| GOAL |
Reproduce word for word the lines of the records, beginning with the line that contains "Check that every instance of the bridge abutment" and continuing through the end of the records.
[start ITEMS]
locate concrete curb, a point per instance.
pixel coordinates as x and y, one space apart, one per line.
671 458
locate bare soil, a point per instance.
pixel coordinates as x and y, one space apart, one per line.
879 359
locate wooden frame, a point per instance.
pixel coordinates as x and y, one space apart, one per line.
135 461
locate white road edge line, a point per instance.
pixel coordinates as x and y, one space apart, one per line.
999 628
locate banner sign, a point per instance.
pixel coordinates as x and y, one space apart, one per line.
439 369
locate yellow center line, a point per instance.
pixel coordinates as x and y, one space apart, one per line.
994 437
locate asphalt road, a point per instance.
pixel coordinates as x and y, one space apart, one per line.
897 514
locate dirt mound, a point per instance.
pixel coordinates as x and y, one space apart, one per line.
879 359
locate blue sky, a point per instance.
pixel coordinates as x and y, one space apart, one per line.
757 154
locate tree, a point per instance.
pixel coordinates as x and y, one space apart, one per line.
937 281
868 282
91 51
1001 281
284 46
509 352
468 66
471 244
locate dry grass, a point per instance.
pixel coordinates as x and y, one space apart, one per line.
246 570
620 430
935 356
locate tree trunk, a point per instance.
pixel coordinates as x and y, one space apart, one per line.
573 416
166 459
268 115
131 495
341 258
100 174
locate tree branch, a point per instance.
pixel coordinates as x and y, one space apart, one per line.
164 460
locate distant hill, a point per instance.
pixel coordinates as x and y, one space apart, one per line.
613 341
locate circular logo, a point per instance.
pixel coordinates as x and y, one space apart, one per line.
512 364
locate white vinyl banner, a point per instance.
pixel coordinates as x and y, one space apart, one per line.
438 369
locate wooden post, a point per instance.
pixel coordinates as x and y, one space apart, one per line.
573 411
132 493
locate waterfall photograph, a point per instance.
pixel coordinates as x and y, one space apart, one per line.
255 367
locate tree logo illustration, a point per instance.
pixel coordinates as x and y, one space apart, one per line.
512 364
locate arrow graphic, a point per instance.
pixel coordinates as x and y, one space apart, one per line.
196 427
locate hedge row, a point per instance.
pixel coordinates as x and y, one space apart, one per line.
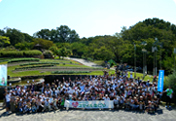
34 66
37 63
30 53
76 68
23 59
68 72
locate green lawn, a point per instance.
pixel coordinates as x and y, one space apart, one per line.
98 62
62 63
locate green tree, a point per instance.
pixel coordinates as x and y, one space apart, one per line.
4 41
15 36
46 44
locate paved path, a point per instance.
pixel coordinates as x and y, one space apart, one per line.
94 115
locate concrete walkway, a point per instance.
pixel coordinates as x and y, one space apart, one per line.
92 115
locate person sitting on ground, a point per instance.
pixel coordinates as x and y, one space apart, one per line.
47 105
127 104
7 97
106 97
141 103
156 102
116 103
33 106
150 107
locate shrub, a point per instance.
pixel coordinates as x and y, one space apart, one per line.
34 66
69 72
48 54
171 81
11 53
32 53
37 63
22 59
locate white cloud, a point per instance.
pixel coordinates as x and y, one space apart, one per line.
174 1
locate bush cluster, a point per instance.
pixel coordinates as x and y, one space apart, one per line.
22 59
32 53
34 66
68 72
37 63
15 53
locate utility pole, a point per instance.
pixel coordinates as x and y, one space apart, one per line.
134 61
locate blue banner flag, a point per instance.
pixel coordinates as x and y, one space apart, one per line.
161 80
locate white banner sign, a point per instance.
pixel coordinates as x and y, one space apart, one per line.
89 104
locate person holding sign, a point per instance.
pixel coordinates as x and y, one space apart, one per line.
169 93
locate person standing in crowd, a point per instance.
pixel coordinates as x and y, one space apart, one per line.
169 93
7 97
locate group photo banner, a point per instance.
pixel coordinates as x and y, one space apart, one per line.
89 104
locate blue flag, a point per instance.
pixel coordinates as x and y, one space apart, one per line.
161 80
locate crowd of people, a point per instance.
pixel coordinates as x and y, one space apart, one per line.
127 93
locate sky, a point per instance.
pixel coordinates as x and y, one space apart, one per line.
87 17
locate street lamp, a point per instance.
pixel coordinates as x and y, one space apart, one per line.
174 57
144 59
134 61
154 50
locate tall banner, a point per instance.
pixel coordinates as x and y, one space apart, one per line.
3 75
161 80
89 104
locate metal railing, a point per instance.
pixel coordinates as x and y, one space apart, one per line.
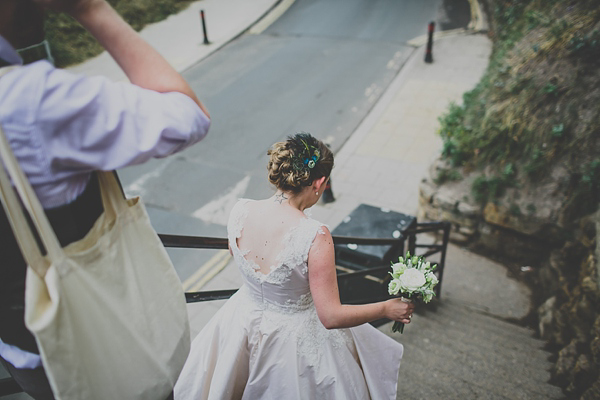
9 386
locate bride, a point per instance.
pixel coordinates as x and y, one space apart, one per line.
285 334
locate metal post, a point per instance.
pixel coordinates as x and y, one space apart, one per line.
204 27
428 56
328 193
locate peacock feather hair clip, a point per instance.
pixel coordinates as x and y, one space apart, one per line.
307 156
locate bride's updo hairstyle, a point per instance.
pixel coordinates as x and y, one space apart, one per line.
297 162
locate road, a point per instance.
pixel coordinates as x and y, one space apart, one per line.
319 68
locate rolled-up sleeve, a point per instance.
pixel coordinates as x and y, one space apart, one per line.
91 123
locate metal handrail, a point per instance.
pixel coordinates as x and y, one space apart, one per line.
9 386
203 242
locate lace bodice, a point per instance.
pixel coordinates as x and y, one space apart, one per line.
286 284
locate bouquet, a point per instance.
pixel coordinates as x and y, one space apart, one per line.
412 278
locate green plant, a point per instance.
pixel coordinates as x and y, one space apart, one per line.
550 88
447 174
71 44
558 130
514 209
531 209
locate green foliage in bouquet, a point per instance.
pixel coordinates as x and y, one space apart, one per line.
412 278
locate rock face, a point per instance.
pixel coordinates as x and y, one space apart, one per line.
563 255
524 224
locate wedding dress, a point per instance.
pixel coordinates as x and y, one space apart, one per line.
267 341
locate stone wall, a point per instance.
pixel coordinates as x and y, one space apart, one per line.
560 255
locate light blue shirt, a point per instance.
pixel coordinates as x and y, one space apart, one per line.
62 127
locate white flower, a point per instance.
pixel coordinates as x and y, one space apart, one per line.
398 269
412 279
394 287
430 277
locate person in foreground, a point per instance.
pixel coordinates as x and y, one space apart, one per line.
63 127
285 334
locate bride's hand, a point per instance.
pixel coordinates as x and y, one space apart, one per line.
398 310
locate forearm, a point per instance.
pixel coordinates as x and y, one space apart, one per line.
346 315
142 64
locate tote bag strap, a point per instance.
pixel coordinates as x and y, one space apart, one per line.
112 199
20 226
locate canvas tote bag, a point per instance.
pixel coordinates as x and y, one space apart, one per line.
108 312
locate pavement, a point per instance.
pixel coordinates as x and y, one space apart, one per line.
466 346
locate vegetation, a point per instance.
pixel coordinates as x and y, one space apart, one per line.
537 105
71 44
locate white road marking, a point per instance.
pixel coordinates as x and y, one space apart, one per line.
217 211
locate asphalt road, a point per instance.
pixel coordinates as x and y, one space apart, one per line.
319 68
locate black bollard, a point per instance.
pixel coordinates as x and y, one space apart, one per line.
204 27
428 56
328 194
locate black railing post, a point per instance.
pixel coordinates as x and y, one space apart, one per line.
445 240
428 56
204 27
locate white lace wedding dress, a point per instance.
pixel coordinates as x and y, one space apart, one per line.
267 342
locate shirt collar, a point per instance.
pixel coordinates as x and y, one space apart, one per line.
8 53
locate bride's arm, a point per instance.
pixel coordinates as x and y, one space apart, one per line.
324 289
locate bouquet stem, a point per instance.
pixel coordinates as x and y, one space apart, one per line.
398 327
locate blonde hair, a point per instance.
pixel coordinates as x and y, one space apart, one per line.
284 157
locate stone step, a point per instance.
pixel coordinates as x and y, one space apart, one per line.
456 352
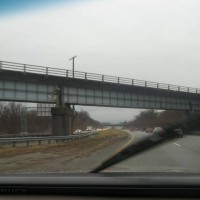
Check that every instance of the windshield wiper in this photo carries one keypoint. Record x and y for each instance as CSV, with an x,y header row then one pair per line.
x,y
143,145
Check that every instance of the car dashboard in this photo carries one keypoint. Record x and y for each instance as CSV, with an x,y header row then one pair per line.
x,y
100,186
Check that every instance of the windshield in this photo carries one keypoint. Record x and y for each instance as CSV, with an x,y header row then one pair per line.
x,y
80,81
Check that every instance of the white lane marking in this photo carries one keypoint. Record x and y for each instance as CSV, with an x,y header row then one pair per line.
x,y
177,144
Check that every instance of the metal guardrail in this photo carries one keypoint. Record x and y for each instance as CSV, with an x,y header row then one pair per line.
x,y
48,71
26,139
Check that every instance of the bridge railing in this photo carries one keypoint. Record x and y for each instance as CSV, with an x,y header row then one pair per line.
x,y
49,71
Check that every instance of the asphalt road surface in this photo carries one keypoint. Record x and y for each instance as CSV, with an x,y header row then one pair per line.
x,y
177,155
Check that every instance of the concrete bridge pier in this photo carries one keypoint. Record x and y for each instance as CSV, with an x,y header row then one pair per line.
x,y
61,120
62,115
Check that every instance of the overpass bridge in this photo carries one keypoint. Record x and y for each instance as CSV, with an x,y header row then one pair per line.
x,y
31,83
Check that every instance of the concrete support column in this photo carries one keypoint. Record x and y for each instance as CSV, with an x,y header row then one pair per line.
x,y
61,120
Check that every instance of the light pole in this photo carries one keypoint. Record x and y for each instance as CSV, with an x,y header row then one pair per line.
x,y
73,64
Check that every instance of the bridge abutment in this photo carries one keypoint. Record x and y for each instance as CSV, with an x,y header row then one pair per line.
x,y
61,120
[end ITEMS]
| EXERCISE RESULT |
Check that every instance of the bridge abutment in this photo carries one keypoint. Record x and y for each instance as CSV, with an x,y header row then one pair per line.
x,y
61,120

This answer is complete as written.